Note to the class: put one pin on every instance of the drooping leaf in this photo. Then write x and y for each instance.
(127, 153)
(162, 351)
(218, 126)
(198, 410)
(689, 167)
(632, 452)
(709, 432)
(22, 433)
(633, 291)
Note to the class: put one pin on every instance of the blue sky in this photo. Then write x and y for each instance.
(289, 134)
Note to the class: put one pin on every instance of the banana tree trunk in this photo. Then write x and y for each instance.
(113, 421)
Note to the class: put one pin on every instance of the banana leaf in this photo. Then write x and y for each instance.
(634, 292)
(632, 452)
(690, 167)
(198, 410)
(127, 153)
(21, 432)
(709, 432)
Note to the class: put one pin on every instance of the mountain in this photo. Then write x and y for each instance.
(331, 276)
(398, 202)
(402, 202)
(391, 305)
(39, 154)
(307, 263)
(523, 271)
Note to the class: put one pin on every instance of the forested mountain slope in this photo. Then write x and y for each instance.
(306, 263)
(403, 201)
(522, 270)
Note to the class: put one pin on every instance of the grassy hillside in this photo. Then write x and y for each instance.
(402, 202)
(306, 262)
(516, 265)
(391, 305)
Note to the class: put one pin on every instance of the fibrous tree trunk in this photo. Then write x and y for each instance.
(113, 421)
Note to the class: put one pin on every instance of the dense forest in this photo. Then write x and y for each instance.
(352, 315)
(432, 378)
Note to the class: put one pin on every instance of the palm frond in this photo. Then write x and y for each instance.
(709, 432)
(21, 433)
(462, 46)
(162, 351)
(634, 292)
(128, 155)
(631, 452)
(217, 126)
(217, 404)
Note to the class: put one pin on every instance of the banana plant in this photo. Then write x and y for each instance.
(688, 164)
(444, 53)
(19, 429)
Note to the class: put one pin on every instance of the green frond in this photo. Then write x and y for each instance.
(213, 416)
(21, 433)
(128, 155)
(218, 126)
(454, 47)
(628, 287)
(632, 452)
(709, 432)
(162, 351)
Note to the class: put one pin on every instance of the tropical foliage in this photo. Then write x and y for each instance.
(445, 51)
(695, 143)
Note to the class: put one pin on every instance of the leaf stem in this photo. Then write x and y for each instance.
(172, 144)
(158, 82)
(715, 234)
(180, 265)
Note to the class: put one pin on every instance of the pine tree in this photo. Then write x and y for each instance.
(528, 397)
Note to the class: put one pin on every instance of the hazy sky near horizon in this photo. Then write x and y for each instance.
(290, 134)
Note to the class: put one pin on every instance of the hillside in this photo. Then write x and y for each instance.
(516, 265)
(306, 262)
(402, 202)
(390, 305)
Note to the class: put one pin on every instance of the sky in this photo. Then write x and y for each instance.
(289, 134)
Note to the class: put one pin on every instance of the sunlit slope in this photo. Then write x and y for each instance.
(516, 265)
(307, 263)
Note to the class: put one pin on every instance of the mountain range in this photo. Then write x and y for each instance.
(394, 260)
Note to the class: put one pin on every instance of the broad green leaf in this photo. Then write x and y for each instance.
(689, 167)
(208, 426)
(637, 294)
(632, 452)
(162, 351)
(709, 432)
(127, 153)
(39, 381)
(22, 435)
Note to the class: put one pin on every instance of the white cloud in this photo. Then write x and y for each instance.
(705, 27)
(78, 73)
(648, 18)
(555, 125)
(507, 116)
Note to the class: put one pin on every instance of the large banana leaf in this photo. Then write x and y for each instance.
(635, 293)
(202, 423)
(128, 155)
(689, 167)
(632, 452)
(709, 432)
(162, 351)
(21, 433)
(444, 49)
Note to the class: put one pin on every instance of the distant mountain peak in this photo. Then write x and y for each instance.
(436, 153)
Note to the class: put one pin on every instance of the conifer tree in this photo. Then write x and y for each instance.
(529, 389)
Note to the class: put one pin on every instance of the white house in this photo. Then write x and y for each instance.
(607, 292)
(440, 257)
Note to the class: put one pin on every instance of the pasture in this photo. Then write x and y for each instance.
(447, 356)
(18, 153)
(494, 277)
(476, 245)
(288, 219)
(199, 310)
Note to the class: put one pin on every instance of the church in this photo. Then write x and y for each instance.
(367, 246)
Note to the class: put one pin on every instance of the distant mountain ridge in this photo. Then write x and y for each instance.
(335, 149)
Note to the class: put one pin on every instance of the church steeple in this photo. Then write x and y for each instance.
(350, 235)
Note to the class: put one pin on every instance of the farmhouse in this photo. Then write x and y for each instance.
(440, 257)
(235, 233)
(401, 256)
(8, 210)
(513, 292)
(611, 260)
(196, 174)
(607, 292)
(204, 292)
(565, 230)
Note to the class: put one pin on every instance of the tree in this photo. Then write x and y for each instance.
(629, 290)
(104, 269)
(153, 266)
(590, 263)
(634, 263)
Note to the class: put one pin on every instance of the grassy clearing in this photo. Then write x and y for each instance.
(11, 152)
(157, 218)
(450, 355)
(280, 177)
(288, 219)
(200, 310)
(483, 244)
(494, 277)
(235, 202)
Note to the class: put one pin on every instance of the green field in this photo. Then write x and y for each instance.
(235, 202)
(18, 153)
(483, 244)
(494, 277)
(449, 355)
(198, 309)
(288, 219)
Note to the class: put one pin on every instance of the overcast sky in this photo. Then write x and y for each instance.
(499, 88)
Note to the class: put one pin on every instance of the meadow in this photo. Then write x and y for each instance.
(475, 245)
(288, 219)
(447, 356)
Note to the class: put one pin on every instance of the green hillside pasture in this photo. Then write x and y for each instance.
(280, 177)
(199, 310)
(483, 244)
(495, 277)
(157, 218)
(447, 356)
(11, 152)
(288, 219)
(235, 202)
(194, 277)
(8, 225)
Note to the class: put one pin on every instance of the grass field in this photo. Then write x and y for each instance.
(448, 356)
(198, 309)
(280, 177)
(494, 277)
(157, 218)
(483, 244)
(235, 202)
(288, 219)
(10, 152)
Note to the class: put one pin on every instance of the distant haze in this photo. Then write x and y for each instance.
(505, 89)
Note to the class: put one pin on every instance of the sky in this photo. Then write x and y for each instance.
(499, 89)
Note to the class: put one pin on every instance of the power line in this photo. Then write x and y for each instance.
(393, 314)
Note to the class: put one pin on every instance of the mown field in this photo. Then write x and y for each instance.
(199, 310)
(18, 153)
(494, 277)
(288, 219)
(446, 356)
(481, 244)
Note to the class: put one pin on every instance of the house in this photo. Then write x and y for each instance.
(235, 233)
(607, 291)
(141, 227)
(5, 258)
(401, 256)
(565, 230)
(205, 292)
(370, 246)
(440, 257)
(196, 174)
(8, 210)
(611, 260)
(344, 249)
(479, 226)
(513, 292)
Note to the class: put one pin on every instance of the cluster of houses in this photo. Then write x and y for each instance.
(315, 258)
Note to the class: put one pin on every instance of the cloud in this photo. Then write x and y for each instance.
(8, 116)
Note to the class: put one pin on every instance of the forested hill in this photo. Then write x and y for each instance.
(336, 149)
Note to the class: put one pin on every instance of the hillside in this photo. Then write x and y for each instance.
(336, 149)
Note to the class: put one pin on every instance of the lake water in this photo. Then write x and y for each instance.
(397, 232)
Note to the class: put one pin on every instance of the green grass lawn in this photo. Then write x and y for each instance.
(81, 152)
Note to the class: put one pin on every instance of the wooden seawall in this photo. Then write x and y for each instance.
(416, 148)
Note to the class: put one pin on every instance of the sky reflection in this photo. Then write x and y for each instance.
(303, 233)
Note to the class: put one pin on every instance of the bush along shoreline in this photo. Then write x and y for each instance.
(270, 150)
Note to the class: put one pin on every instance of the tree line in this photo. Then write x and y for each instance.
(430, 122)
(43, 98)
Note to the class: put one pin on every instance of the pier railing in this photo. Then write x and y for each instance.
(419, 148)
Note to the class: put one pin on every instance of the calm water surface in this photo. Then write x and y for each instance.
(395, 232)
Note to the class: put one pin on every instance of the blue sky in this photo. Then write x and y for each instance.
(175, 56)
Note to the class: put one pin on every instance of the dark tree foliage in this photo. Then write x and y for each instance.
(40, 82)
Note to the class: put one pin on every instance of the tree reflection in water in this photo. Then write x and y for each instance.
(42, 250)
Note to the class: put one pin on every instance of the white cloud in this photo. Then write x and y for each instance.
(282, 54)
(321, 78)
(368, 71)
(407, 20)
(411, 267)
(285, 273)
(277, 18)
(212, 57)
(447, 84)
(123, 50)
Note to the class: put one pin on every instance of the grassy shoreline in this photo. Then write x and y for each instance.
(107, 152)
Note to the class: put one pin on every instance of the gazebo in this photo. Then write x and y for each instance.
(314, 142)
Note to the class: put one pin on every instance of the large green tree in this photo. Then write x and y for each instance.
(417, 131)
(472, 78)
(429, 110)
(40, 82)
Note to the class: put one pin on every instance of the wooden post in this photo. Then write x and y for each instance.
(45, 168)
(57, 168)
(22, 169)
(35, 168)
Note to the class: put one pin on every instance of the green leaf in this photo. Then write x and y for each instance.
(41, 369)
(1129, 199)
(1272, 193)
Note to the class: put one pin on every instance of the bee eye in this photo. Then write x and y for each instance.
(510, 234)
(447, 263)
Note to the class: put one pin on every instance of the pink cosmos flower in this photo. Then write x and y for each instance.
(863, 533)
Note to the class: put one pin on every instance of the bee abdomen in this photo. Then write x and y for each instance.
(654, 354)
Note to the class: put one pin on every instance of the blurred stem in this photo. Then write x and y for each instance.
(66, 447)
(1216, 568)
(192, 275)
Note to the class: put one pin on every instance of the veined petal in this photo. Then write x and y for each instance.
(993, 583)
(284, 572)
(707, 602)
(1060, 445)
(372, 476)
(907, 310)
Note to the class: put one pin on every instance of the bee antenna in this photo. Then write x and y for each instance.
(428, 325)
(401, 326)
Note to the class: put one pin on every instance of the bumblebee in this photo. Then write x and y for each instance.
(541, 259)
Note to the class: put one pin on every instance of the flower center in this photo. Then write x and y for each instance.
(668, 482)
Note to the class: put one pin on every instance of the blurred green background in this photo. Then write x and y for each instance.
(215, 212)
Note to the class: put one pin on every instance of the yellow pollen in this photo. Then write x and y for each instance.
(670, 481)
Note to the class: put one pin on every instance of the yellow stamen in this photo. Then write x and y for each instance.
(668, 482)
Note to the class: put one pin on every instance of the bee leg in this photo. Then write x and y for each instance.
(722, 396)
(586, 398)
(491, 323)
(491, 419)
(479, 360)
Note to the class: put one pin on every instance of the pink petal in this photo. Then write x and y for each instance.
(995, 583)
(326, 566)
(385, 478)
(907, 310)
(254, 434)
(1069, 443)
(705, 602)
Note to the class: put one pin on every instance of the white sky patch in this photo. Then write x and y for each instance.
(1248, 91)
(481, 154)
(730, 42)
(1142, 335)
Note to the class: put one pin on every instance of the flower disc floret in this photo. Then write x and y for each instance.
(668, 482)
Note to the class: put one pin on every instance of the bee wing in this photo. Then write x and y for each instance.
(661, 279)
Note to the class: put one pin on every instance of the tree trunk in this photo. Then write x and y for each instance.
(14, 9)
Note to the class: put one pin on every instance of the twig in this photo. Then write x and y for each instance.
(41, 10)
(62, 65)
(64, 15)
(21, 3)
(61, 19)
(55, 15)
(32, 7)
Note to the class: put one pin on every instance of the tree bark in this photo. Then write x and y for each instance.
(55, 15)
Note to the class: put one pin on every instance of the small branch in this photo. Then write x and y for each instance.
──────────
## Task goal
Begin with the line containing "the blurred green" and repeat each line exactly until the records above end.

## Problem solution
Note to the class: put one pin on every instance of the blurred green background in this photo. Then write x and y for each instance.
(215, 212)
Note to the class: put one pin on every instance of the yellow pollen in this photo. Then write x and y for each instance.
(670, 481)
Note to the class: put one pin on every instance of the yellow stamen in this photo. Then write x and y for each instance.
(668, 482)
Note to the class: put one pin on every instance of the bee leg in this photo. Then write x and y for each instance.
(722, 396)
(586, 398)
(491, 323)
(491, 419)
(479, 360)
Note to the class: put one pin on every instance of the pink petal in this photo. Then write x and y for each instance.
(995, 583)
(326, 566)
(385, 478)
(907, 310)
(254, 434)
(1069, 443)
(705, 602)
Note to the class: put one pin on every instance of the white sky patch in this photo. Then write x and y for each instance.
(1248, 91)
(481, 154)
(730, 42)
(1142, 335)
Note to the class: put one pin on every instance of the flower disc floret in this photo. Then write x and y for each instance.
(668, 482)
Note to the class: put one pin on every instance of the bee wing in this photo. Then write x and y for each instance.
(661, 279)
Note to the class: put one pin on every instance of the tree trunk in this photo. Then write x and y for each instance.
(14, 9)
Note to the class: put one pin on every instance of the twig in this photo. Then write x and y for each instance.
(41, 10)
(62, 65)
(64, 15)
(21, 3)
(61, 19)
(55, 15)
(32, 7)
Note to the class: put one pin on every instance of the tree bark in this photo. Then write x and y for each instance.
(55, 15)
Note to the class: put one pin on every instance of the small branch in this photo. Then write x and y for each instance.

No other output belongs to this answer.